Image point grounding data:
★ ★ ★ ★

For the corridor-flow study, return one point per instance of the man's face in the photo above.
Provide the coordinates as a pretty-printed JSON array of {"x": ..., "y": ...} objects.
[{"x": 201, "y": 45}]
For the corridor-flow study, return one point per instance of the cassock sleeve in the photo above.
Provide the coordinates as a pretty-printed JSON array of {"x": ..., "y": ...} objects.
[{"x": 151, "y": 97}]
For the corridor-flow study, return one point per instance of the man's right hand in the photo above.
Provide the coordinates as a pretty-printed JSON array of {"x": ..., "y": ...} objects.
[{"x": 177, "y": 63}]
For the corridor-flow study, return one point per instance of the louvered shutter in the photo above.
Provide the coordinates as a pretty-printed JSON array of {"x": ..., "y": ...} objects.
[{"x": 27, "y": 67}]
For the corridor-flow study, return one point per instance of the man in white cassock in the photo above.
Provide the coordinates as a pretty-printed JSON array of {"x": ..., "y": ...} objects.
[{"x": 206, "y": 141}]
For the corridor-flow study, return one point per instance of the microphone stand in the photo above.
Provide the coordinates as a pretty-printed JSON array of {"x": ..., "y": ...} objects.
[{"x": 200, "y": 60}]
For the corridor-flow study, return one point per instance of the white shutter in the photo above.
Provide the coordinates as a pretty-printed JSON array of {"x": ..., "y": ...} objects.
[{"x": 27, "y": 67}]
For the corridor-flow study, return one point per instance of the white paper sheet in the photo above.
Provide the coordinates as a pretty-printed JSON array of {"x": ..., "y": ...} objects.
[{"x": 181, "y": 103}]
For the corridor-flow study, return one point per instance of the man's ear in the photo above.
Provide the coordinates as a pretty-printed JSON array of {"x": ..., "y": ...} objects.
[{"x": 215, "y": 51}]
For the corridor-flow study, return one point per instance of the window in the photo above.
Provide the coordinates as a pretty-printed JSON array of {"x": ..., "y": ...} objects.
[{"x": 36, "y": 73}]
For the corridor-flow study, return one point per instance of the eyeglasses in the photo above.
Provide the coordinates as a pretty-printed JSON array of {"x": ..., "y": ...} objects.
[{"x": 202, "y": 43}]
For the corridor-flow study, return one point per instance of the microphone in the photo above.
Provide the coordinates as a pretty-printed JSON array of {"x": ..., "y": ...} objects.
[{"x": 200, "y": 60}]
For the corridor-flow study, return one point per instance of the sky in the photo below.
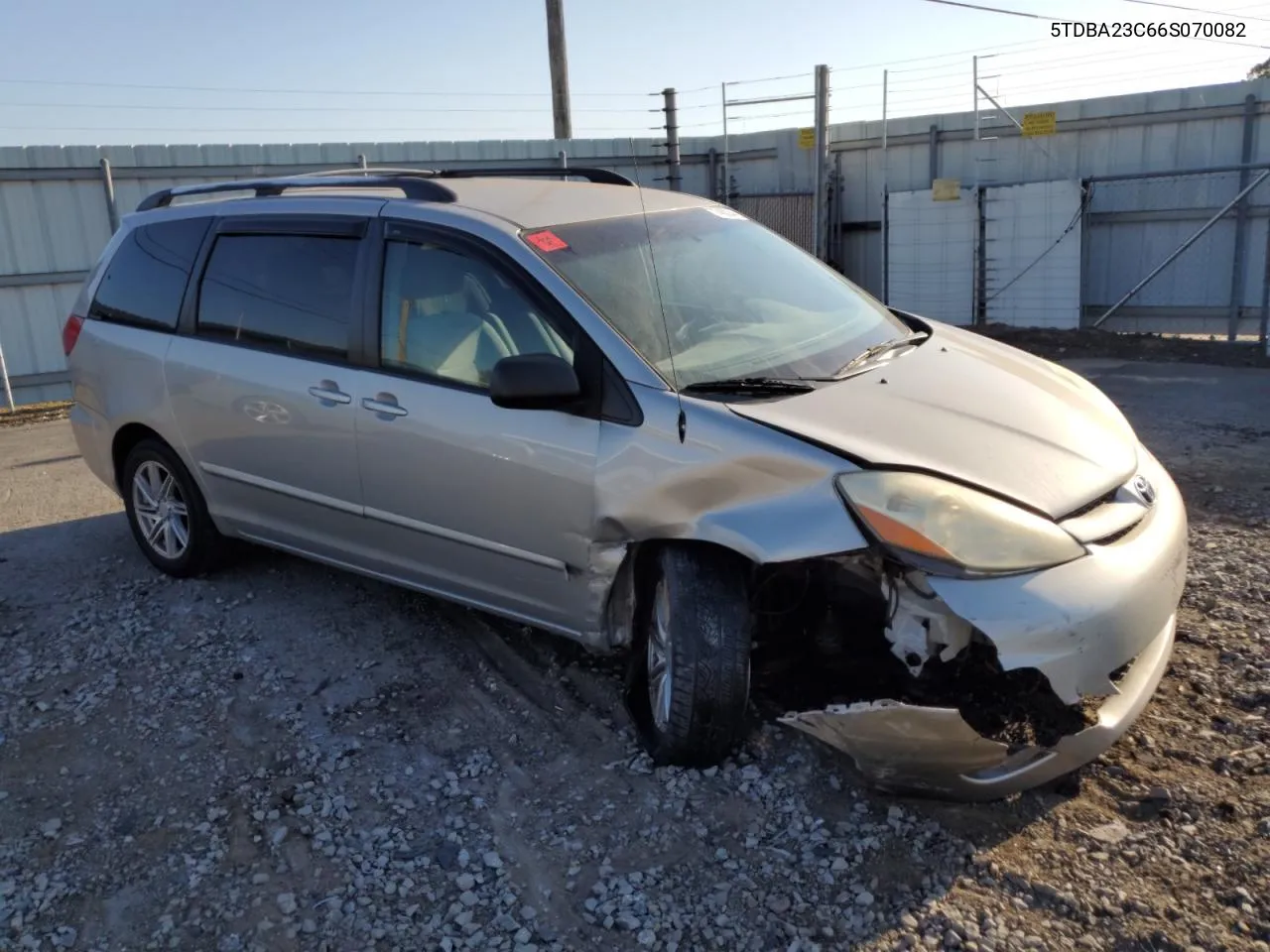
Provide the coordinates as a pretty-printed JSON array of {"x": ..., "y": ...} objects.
[{"x": 240, "y": 71}]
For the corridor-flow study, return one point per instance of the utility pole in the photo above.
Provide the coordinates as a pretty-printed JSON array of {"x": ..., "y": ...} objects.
[
  {"x": 672, "y": 139},
  {"x": 822, "y": 162},
  {"x": 559, "y": 70}
]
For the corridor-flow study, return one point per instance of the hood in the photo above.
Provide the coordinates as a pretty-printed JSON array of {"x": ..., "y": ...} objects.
[{"x": 979, "y": 412}]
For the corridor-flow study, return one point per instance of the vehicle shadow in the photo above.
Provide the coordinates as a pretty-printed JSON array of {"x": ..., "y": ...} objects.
[{"x": 801, "y": 785}]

★ ★ ★ ★

Omit the pictures; print the records above exactly.

For the corridor-flow study, return one point per instance of the man's face in the photo above.
Provide the coordinates as a pretty-printed JSON array of {"x": ..., "y": ...} objects.
[{"x": 201, "y": 45}]
For the corridor-flow study, return one point per instance of the cassock sleeve in the photo above.
Provide the coordinates as a pretty-printed JSON array of {"x": ..., "y": ...} objects.
[{"x": 151, "y": 97}]
For the corridor-flow study, return one point per instance of the man's right hand in the photo above.
Provide the coordinates as a pretty-printed JSON array of {"x": ..., "y": ...} objects.
[{"x": 177, "y": 63}]
For the corridor-flow study, return one point per instance of the louvered shutter in the photo above.
Provide the coordinates as a pretty-printed JSON array of {"x": ..., "y": ...} objects.
[{"x": 27, "y": 67}]
For the corridor-flow study, return one point per instance of the man in white cassock in the photo above.
Provide the coordinates as a pretty-printed JSON array of {"x": ..., "y": ...} objects.
[{"x": 206, "y": 141}]
For the corridor-flow study, return one point per instance of the microphone stand in the photo above.
Provide the coordinates as a pretty-printed JSON array of {"x": ..., "y": ...} objects.
[{"x": 200, "y": 60}]
For the corridor-flow study, return one point per instance of the white shutter in the photo above.
Provide the coordinates as a pretty-printed JSON array of {"x": ..., "y": ...} objects.
[{"x": 27, "y": 67}]
For the corridor-flow study, return one point per instance of the white paper sheet in the photo above.
Provide the coordinates as a pretty-printed JSON array of {"x": ..., "y": ...} objects.
[{"x": 181, "y": 103}]
For the corridor-flow study, return one point per instance of the man's ear in the photo above.
Provide the coordinates as a pretty-printed JSON array of {"x": ..., "y": ...} objects.
[{"x": 215, "y": 51}]
For the corridor-flow study, return one point per instance of the window in the photo above.
Provide the coordinates as a pretty-printed JSON array of {"x": ..., "y": ...} objects.
[{"x": 36, "y": 73}]
For the corridor-flow study, return one point per instance of the eyeglasses in the photo above.
Provide the coordinates as a pretty-printed JSON array of {"x": ..., "y": ...} objects.
[{"x": 202, "y": 43}]
For the corridor-flow study, return one point per instance of the microphone in the photo above.
Provide the coordinates as a pretty-printed JSON array of {"x": ..., "y": ...} objects.
[{"x": 200, "y": 60}]
For the corridor-flow study, return one point per instance of the sky in the photo below.
Provide the coordinates as a pretty-printed JSON array of {"x": ..., "y": ...} objects.
[{"x": 240, "y": 71}]
For the corridor-flow study, return one point per instance of the utility pole in the photo above.
Provide the coordinates as a pretty-printed JSON array of {"x": ..., "y": ...} objects.
[
  {"x": 672, "y": 139},
  {"x": 822, "y": 162},
  {"x": 559, "y": 70}
]
For the corridor-flow study, return one point per instance of the hood in the photo above.
Provide the coordinates as a pretty-printed JSON array of {"x": ..., "y": ...} objects.
[{"x": 979, "y": 412}]
For the corridor-flow study, return one point per instance of the vehicle shadow in the photo above.
Provide the coordinates as a pretty-printed JSON array of {"x": ..., "y": ...} objects.
[{"x": 801, "y": 785}]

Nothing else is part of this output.